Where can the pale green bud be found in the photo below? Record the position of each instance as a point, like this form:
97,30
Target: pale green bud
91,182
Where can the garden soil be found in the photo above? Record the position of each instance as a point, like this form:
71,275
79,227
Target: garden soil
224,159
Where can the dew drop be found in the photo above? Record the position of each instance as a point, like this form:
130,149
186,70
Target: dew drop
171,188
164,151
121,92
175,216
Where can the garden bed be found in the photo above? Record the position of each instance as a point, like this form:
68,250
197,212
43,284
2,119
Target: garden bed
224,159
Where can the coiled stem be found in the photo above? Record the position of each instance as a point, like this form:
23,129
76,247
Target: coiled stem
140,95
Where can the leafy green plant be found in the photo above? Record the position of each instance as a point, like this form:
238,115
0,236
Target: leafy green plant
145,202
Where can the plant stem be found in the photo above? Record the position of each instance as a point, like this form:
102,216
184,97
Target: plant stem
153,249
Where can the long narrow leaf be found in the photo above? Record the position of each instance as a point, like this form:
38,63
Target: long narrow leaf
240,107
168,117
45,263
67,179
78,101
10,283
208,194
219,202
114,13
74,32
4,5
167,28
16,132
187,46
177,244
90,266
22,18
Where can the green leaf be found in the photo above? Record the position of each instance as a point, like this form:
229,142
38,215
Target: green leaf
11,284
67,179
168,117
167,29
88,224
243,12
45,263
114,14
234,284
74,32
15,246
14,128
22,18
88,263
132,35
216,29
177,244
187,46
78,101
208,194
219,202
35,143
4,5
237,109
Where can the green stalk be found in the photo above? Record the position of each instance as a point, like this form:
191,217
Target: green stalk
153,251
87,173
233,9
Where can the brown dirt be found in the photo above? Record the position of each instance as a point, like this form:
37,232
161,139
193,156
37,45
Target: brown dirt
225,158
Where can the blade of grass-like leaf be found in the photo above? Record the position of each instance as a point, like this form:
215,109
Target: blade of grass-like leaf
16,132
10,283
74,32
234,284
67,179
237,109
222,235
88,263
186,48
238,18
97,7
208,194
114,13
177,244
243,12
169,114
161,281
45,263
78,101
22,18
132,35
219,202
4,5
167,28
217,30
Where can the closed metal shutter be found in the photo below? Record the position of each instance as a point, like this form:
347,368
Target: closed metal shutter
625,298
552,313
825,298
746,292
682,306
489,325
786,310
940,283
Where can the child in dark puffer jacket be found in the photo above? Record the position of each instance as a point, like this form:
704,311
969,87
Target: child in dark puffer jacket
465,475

______

Copy exactly the lines above, from the one containing "Where can the long" through the very last line.

Where can the long narrow leaf be found in the photo above? Record the position of each instance as a point, like this form:
38,63
Target: long narrow leaf
240,107
168,117
45,263
67,179
78,101
10,283
208,194
219,202
114,13
74,32
4,5
167,28
16,132
187,46
177,244
90,266
22,18
Where can the green leaf be found in the photo above? Record the position of each instance as a point, like this form:
229,142
38,215
Target: green leaf
11,284
67,179
168,117
167,29
88,224
243,12
45,263
114,14
234,284
74,32
15,246
14,128
22,18
88,263
132,35
216,29
177,244
187,46
78,101
208,194
219,202
35,143
4,5
237,109
Where can the green stalk be found in the photo above? Record the position of each instance as a point, like this form:
191,217
Target: green stalk
153,251
87,173
233,9
Where can the brown dirt be found in the photo above? Record the position of each instance as a point, like this form:
37,232
161,139
193,156
37,45
Target: brown dirt
225,158
Where can the blade of grass-like leaf be found in the photo above? Record the position of each instance as a point, like this form:
215,109
Target: blade of grass-like leaf
16,132
10,283
74,32
234,284
67,179
237,109
222,235
88,263
186,48
238,18
97,7
208,194
114,13
177,244
243,12
169,114
161,281
45,263
78,101
22,18
132,35
219,202
4,5
167,28
217,30
Where can the closed metal shutter be found in the photo below? Record the position of each instance as a point, like this form:
347,368
Target: closed metal shutter
625,298
552,313
825,298
746,292
682,306
489,325
786,310
940,283
Where can the child in dark puffer jacket be found in the photo above? Record the position of each instance as a point, like this form:
704,311
969,87
Target: child in dark puffer jacket
465,475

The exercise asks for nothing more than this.